Data extracted from a collection:
/---

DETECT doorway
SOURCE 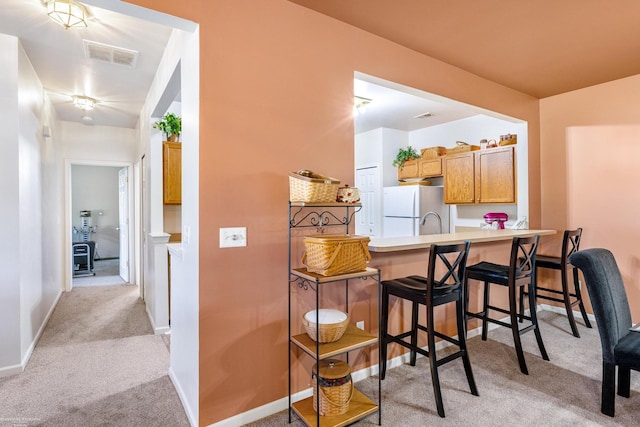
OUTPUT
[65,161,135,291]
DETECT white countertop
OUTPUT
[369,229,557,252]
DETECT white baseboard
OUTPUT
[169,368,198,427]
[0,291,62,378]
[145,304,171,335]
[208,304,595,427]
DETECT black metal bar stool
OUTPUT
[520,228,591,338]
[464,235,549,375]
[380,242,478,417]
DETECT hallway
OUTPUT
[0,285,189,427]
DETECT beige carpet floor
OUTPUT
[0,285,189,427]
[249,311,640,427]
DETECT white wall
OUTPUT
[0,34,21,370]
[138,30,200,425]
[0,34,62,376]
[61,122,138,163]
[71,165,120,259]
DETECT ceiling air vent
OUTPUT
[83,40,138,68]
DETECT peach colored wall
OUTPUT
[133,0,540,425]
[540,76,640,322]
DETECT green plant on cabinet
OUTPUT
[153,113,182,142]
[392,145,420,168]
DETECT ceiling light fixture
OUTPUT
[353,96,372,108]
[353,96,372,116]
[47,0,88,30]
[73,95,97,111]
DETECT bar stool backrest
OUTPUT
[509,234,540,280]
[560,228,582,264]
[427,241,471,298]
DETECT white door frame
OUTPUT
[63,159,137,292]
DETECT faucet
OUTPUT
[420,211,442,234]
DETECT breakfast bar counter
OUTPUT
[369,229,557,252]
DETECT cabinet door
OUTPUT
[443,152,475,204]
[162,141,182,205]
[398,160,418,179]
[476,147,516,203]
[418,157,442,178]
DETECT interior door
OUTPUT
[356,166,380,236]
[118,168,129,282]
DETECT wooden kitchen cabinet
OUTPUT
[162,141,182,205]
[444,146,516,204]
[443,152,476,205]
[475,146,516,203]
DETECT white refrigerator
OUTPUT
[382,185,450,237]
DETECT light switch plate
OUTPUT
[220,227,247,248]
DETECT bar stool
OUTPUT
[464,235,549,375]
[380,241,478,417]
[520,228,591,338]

\---
/---

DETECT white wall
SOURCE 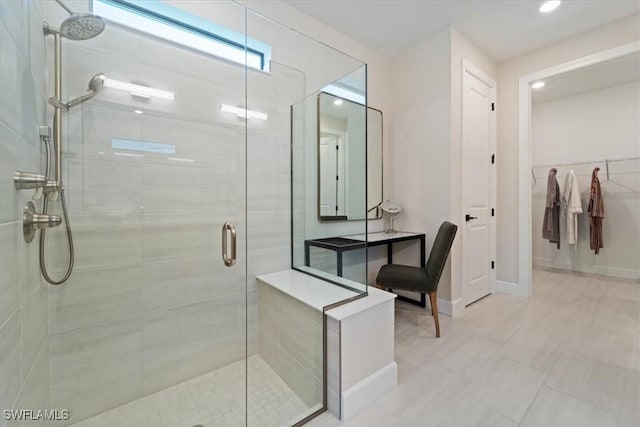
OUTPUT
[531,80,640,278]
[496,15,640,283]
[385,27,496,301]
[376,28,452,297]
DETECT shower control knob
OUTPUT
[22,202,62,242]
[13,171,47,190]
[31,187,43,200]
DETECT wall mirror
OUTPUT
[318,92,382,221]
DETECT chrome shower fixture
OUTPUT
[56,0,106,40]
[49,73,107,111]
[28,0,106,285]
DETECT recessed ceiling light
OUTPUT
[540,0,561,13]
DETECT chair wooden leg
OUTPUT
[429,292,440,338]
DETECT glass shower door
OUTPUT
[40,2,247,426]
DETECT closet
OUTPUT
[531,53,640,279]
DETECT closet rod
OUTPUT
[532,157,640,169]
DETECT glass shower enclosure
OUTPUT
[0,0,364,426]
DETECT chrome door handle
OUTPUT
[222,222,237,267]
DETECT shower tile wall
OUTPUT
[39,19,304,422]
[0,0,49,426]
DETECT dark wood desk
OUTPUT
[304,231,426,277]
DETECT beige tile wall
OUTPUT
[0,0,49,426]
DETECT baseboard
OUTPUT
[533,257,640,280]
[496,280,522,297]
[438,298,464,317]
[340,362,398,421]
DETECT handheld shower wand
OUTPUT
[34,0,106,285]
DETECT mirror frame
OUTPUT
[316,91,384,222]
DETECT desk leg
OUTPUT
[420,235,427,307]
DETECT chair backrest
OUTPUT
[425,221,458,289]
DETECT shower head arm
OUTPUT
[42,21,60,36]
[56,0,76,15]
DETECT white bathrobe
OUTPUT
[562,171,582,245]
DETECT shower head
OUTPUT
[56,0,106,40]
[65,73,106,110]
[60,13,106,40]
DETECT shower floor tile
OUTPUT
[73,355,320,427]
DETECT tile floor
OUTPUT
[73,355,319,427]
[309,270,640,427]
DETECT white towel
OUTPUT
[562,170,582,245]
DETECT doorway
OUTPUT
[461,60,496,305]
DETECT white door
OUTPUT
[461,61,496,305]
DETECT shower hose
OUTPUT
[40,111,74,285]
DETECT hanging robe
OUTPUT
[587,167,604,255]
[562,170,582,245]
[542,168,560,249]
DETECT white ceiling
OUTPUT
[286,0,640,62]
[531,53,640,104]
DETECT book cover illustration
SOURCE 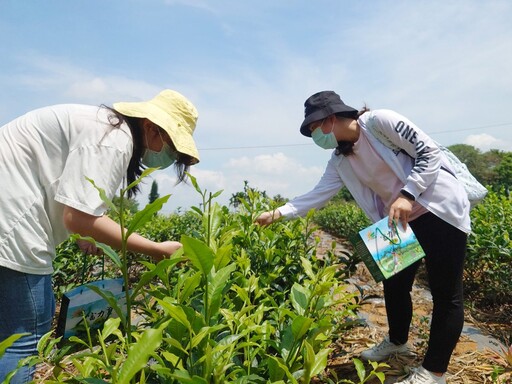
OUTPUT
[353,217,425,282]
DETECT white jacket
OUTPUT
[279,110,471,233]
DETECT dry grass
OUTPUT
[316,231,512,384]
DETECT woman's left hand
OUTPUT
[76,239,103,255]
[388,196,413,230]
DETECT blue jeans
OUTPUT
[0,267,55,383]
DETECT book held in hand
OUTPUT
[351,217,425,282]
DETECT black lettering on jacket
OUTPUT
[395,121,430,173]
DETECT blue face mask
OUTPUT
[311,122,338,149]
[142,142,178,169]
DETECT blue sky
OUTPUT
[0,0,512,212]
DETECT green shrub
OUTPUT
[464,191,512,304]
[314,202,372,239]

\---

(EXERCISE DETAILS): Copy the entries above verbatim, starting at the line that contains "DETECT chair backrest" and ending at the line that contains "[351,217,425,282]", and leave the pictures out of your copy.

(ANSWER):
DETECT chair backrest
OUTPUT
[425,221,458,289]
DETECT shower head arm
OUTPUT
[42,21,60,36]
[56,0,76,15]
DETECT white bathrobe
OUTPUT
[562,171,582,245]
DETECT shower head
OUTPUT
[56,0,106,40]
[65,73,106,110]
[60,13,106,40]
DETECT shower floor tile
OUTPUT
[73,355,320,427]
DETECT tile floor
OUTPUT
[73,355,319,427]
[309,270,640,427]
DETECT white towel
OUTPUT
[562,170,582,245]
DETECT doorway
OUTPUT
[461,60,496,305]
DETECT white door
OUTPUT
[461,61,496,305]
DETECT shower hose
OUTPUT
[40,111,74,285]
DETECT hanging robe
OUTPUT
[587,167,604,255]
[562,170,582,245]
[542,168,560,249]
DETECT white ceiling
OUTPUT
[286,0,640,62]
[531,53,640,104]
DETECT book cover illustration
SOURCE 
OUTPUT
[353,217,425,282]
DETECT white jacket
OUTPUT
[279,110,471,233]
DETECT dry grass
OUTPUT
[316,231,512,384]
DETECT woman's left hand
OUTPUT
[76,239,103,255]
[388,196,413,230]
DETECT blue jeans
OUTPUT
[0,267,55,383]
DETECT book held in hand
OUTPUT
[351,217,425,282]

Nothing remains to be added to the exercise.